Supreme Court to Rule on Religious Preschool Case
The state that leads the nation in attempting to deny citizens their religious liberty will once again defend its discriminatory action at the U.S. Supreme Court.
And the state that leads the nation in losing those decisions before the high court will likely keep that losing streak alive.
It’s Colorado, in case you didn’t know. The state that hassles Christian bakers and tries to make them bake wedding cakes offensive to their religious beliefs (see Masterpiece Cakeshop). The state that tries to require website designers to put speech they vehemently disagree with for religious reasons into wedding websites they create (see 303 Creative). The state that tells licensed Christian therapists they cannot attempt to change a counselee’s sexual orientation or gender identity (they can only affirm it, according to the state) (see Chiles v. Salazar). (RELATED: When the State Polices Speech)
It lost all those at the Supreme Court, by scores of 7–2, 6–3, and 8–1, respectively.
And it’s liable to lose St. Mary Catholic Parish v. Roy as well, a case the Supreme Court agreed to hear last week.
This case is about a universal preschool program in Colorado that gives families with four-year-old kids money to send those kids to the preschool of their choosing. They get up to 15 hours free per week at any preschool in the state, whether in-home or faith-based providers. All families are eligible, regardless of the parents’ or children’s race, religion, sexual orientation, gender identity, or anything else, and must be admitted to the school of their choosing.
The state permits exceptions to this mandate, however, “allowing preschools to admit only ‘children of color,’ ‘gender-nonconforming children,’ ‘the LGBTQ community,’ low-income families, and children with disabilities,” according to the plaintiffs’ writ requesting certiorari.
The Archdiocese of Denver, which governs 34 preschools, sought an accommodation as well, asking that they be allowed to accept only families in their preschools who agree with church teaching, including its tenets on sexual orientation and gender identity. To refuse them this exception, the archdiocese maintained, would require them to compromise their beliefs.
A state bureaucracy denied the request; plaintiffs sued and lost in district court in 2024; the 10th Circuit Court of Appeals upheld the district court ruling; and now the matter goes before the nine justices in black robes.

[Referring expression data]
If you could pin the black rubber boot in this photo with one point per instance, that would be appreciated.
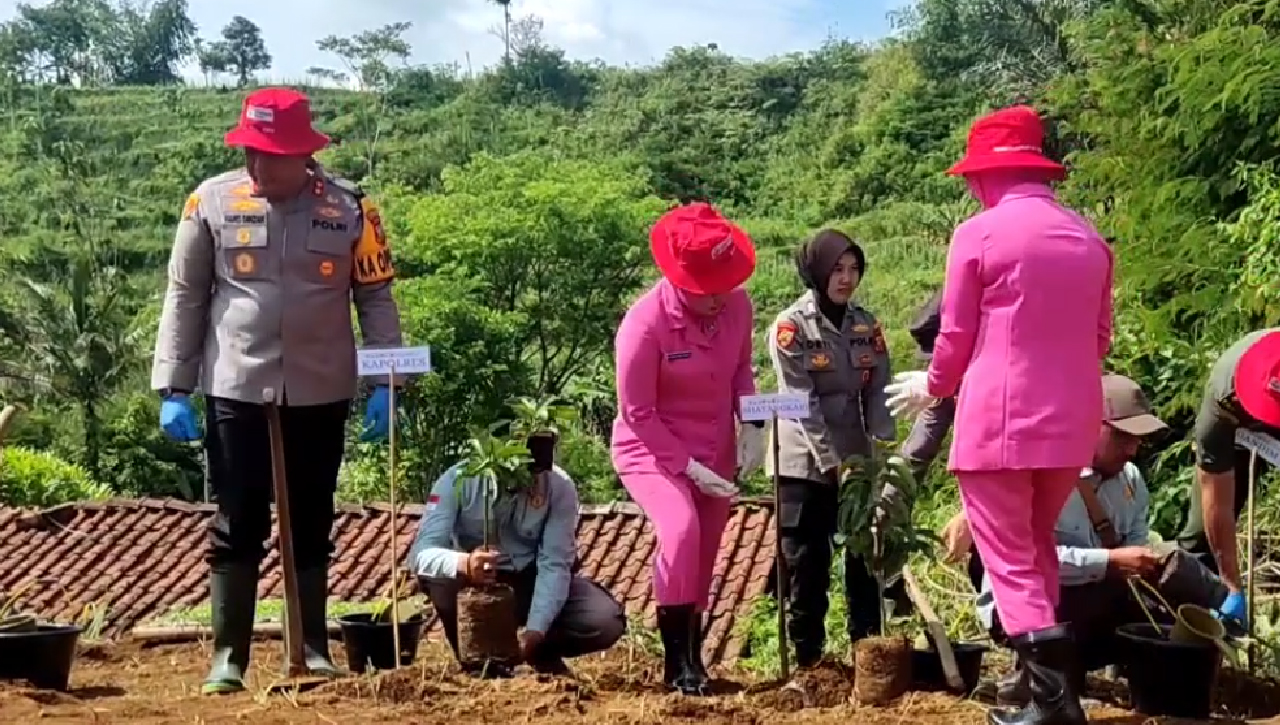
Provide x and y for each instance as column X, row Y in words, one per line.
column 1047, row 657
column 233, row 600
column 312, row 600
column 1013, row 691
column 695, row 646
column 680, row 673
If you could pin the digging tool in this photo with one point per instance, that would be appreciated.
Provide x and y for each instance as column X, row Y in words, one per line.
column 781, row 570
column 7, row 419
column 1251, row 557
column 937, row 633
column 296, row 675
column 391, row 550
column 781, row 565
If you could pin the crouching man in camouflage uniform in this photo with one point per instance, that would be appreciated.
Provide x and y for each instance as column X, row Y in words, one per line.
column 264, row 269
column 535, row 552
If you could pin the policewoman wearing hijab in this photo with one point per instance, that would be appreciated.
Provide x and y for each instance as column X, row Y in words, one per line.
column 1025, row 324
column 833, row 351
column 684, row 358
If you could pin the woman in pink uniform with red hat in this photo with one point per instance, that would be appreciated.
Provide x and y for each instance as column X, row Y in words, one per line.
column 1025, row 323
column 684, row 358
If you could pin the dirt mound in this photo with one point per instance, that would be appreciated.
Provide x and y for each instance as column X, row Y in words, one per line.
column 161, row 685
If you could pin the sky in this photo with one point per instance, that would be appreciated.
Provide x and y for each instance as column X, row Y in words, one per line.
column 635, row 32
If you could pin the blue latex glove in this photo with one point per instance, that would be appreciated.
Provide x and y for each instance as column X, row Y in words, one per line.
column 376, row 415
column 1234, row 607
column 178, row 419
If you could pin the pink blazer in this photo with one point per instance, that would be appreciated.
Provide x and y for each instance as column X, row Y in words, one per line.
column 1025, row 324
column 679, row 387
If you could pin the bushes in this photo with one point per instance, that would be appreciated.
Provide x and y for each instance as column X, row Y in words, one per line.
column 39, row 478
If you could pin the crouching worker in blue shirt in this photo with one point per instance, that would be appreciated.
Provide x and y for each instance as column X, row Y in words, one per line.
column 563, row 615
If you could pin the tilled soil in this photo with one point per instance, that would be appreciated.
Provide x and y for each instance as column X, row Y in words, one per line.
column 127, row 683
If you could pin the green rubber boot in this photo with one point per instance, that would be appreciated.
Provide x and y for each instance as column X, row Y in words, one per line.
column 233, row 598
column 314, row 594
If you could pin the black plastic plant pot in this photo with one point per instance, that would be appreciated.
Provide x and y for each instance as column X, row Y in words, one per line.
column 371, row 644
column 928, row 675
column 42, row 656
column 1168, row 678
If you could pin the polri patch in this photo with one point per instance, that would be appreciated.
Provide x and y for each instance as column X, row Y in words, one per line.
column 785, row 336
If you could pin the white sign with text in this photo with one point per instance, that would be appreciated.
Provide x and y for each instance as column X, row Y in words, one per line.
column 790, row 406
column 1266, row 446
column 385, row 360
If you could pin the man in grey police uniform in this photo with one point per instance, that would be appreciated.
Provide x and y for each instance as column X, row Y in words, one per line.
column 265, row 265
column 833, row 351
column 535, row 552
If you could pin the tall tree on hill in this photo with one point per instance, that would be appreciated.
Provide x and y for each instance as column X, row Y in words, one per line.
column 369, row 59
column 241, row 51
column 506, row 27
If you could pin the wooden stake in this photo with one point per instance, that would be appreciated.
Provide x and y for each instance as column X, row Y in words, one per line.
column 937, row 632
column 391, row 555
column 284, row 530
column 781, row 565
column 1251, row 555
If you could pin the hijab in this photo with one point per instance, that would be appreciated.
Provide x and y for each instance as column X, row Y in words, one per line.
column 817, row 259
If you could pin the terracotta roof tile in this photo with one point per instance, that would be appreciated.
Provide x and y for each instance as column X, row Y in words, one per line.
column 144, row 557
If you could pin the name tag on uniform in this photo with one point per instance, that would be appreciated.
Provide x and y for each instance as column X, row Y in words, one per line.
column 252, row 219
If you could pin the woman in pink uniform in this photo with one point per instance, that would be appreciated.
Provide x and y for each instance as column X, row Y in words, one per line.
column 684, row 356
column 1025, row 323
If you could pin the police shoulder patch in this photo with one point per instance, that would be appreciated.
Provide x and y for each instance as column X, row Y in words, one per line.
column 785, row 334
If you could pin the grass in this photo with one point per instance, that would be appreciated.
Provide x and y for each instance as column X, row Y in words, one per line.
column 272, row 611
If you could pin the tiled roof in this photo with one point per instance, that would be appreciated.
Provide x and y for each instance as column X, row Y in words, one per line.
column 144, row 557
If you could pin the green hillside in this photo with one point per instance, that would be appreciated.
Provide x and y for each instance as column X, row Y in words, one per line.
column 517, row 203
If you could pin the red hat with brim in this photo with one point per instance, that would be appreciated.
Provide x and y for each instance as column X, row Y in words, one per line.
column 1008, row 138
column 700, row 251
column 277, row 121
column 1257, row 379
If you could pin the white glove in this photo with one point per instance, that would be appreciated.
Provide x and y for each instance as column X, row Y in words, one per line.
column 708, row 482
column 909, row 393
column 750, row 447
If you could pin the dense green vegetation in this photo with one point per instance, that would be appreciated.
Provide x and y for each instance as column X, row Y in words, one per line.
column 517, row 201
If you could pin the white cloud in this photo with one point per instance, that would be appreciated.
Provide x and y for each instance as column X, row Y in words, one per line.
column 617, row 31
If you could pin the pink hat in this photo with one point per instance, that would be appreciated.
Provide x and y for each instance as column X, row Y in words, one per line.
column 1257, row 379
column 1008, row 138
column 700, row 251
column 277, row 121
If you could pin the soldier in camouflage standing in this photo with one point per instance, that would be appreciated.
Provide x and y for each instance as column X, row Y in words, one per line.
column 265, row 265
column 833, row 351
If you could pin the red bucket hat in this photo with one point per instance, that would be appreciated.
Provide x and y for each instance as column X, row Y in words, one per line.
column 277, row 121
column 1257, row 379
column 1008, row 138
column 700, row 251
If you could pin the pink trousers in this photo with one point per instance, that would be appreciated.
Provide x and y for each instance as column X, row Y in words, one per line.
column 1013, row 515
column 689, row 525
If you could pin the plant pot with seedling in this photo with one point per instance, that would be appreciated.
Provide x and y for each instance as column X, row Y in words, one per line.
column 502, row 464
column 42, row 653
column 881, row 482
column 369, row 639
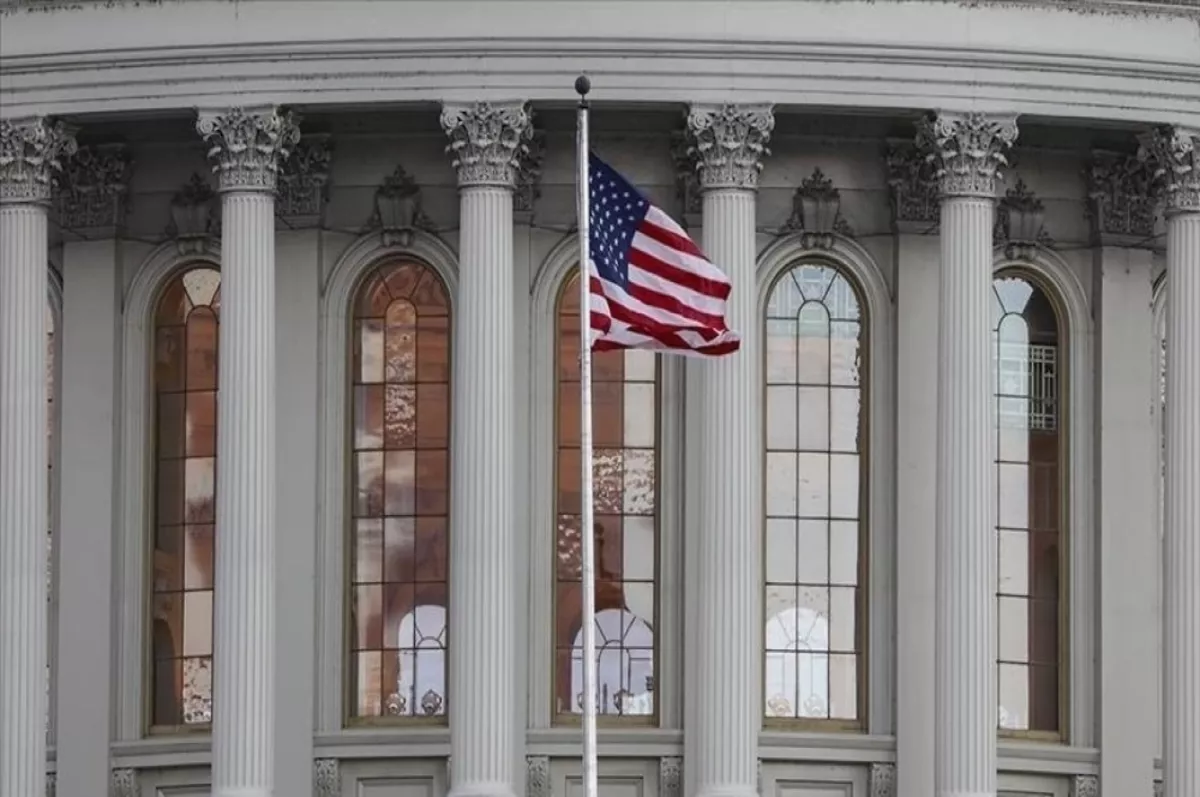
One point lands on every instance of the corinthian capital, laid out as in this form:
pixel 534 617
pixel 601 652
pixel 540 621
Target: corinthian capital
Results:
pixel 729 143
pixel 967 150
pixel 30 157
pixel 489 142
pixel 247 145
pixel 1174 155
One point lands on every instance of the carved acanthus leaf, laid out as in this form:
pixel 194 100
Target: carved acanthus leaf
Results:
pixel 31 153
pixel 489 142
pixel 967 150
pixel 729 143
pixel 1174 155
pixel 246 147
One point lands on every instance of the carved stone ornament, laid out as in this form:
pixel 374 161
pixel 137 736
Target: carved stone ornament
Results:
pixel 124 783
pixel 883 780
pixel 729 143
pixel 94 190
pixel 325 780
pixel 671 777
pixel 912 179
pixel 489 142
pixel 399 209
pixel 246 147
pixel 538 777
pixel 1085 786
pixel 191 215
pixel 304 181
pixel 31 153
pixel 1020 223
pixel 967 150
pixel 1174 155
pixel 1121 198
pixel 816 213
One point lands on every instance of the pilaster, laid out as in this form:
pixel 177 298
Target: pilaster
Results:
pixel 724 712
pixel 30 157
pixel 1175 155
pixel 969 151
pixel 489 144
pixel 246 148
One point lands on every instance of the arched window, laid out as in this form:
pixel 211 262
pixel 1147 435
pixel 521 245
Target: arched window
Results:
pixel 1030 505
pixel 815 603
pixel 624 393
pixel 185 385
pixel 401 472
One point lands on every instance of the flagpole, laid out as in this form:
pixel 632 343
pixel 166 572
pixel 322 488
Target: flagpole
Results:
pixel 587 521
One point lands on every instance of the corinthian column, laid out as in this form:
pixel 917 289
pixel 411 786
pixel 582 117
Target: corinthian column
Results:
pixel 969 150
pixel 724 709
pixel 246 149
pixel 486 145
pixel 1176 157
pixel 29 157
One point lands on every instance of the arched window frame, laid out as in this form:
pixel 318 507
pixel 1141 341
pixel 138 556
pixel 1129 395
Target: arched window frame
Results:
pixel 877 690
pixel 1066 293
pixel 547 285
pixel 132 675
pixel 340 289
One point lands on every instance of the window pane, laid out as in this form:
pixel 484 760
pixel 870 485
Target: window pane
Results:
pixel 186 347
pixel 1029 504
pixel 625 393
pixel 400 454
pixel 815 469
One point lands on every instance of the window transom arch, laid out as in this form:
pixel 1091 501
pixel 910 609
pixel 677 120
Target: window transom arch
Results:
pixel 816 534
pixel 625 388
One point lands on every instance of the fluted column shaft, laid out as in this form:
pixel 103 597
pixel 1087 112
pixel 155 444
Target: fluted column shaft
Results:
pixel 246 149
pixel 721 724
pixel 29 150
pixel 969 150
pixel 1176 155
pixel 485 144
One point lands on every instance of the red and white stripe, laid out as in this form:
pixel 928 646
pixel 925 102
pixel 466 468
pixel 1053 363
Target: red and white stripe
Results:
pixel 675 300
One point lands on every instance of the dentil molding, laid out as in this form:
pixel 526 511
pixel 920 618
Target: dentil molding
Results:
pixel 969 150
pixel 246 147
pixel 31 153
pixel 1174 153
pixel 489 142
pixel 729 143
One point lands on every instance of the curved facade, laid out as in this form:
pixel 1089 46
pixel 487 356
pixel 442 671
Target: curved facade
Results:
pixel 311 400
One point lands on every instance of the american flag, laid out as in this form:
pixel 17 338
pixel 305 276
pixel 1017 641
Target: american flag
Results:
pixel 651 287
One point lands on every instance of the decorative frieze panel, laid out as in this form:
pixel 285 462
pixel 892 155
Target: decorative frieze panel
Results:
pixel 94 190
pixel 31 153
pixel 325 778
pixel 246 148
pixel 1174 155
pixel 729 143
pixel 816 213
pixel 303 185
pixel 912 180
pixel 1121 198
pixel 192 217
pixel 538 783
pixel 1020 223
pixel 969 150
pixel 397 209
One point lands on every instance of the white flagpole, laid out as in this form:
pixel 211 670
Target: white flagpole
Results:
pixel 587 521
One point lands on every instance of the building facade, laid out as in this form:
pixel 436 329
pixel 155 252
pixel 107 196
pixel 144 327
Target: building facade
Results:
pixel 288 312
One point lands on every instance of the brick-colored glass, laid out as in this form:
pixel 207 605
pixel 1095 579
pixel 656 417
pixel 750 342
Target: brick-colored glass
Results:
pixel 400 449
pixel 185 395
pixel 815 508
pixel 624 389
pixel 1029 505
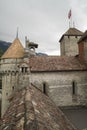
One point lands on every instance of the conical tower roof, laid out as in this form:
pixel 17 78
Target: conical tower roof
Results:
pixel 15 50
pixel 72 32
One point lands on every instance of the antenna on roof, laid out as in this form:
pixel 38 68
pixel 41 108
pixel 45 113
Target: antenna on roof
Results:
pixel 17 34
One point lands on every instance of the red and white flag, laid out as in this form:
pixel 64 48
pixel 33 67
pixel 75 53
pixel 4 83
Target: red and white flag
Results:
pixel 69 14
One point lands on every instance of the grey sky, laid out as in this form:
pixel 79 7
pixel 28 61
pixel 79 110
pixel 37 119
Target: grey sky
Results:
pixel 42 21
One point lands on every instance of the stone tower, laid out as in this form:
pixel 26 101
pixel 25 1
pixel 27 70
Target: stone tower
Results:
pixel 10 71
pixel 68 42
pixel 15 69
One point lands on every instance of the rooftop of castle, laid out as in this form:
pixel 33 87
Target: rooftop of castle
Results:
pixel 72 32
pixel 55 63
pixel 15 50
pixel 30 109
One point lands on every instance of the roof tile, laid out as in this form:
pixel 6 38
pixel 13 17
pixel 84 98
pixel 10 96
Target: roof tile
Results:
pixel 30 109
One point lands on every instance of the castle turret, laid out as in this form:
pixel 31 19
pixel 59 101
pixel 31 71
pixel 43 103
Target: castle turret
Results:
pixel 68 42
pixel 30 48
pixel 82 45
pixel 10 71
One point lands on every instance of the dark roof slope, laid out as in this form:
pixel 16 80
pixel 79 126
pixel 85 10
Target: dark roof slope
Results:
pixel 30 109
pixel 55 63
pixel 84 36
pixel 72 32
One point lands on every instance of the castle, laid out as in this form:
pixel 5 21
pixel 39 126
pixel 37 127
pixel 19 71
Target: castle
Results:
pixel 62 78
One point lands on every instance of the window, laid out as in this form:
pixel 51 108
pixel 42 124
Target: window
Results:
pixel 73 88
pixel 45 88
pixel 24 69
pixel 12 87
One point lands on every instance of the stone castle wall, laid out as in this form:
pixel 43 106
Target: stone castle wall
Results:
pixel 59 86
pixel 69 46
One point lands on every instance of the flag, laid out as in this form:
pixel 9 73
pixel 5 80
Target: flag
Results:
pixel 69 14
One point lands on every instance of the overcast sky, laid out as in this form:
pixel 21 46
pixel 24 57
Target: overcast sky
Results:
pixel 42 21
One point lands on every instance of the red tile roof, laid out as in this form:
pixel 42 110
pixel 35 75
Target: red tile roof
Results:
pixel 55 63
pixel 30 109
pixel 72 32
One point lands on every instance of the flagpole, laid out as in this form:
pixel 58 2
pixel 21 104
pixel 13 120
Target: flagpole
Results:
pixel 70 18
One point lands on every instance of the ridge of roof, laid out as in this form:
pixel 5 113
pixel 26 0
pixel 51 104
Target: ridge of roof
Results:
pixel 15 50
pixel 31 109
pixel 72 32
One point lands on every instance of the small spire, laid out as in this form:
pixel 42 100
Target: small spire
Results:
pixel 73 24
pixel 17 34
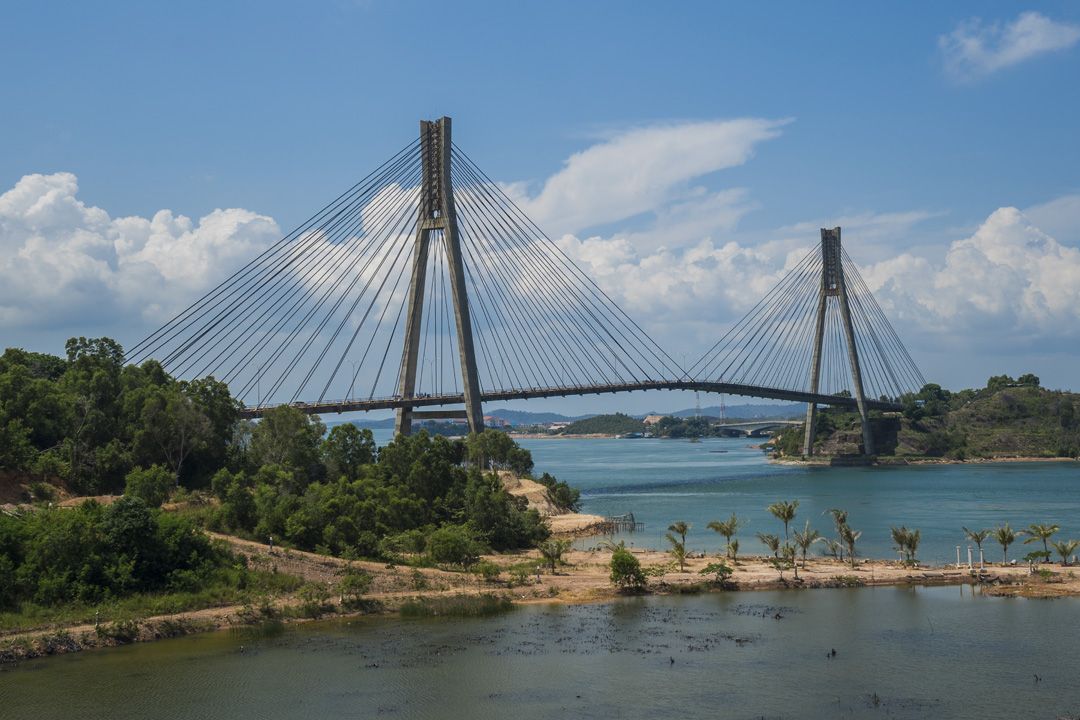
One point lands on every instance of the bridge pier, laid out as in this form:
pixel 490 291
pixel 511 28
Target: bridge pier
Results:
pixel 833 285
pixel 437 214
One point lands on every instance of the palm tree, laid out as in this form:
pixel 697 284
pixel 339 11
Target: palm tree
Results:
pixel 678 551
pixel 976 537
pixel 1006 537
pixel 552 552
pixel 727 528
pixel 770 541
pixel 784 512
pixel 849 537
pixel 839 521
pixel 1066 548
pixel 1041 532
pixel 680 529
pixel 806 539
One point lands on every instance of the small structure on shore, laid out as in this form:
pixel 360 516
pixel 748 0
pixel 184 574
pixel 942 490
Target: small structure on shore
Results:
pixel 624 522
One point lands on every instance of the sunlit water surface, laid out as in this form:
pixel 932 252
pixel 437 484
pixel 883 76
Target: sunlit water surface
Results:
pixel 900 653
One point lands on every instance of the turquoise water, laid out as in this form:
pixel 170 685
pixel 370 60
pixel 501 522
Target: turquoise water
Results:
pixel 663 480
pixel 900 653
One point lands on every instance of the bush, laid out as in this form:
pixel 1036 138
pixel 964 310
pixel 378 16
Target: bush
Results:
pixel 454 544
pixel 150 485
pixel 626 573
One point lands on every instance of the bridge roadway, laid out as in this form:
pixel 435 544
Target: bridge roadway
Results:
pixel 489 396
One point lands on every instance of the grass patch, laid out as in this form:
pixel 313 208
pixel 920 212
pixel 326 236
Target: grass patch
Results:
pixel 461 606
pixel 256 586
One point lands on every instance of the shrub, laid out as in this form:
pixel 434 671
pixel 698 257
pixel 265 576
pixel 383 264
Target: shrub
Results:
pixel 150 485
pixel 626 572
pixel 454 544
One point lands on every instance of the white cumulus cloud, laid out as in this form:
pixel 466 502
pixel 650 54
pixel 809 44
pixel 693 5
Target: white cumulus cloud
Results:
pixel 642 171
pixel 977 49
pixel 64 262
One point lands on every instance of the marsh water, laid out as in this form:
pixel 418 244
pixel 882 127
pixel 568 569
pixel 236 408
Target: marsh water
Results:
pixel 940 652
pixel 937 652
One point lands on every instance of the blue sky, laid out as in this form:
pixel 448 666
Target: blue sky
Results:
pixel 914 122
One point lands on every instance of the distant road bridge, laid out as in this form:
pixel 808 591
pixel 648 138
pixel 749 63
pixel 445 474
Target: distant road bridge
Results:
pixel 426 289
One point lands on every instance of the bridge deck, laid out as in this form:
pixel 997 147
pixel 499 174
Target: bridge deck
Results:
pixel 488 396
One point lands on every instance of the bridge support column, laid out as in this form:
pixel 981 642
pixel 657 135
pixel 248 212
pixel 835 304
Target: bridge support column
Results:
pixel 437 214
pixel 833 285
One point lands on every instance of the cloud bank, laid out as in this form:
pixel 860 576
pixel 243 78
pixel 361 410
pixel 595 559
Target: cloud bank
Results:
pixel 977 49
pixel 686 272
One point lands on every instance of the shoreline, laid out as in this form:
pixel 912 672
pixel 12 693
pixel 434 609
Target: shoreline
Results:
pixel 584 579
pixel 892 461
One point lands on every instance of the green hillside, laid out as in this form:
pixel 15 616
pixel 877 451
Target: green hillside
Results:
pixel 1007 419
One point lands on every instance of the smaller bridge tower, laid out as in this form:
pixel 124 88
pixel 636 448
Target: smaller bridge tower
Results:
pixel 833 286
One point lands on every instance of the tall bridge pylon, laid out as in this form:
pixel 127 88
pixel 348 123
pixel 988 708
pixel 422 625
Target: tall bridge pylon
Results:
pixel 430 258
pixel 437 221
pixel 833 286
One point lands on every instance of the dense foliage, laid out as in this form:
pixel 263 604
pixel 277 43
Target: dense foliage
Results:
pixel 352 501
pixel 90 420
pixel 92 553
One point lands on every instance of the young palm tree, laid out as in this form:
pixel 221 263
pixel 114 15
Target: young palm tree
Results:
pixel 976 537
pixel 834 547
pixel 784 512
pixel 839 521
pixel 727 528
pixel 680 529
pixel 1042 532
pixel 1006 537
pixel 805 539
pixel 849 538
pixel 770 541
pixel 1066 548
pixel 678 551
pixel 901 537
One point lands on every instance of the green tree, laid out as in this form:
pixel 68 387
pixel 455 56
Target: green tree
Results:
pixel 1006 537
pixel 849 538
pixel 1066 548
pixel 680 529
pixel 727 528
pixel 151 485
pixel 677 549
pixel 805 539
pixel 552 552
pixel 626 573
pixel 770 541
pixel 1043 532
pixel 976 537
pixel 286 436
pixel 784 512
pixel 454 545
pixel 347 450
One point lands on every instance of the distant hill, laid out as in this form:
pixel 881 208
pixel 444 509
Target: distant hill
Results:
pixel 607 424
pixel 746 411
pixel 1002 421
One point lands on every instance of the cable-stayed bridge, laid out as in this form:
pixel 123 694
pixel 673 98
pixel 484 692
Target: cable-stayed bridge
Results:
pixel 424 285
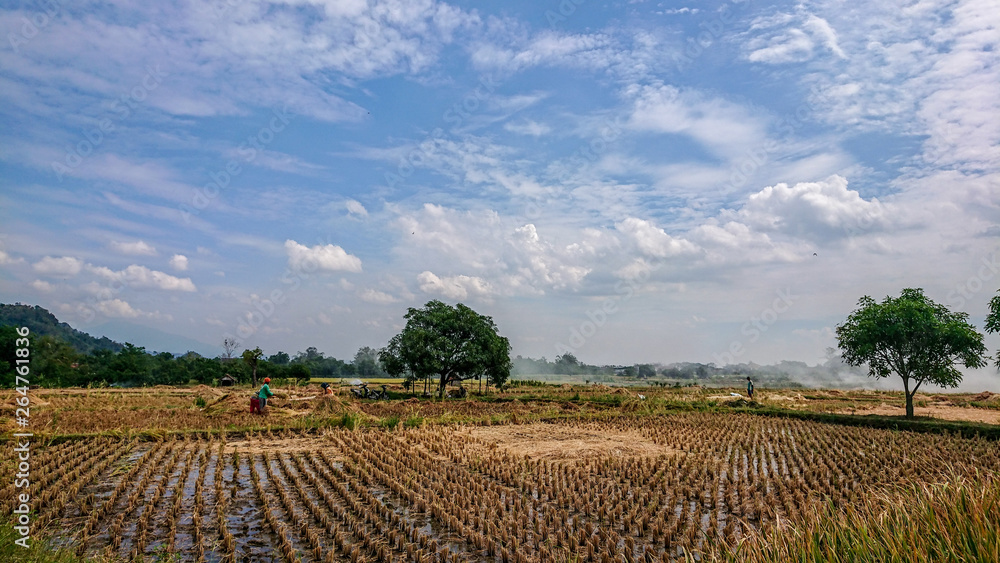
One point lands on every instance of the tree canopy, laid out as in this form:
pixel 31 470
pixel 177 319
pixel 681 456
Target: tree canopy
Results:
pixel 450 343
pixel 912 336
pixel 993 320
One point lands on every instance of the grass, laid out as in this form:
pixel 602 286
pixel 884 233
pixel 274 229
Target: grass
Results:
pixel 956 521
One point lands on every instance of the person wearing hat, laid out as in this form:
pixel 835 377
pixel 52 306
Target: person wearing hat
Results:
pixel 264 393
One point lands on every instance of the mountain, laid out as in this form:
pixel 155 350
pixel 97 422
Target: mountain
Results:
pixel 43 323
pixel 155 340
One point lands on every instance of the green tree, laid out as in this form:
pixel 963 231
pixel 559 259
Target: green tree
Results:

#### [Task objective]
From the article on the religious preschool case, extract word for word the passage that begins at the words "The Archdiocese of" and stops after "compromise their beliefs.".

#### [Output for this exercise]
The Archdiocese of Denver, which governs 34 preschools, sought an accommodation as well, asking that they be allowed to accept only families in their preschools who agree with church teaching, including its tenets on sexual orientation and gender identity. To refuse them this exception, the archdiocese maintained, would require them to compromise their beliefs.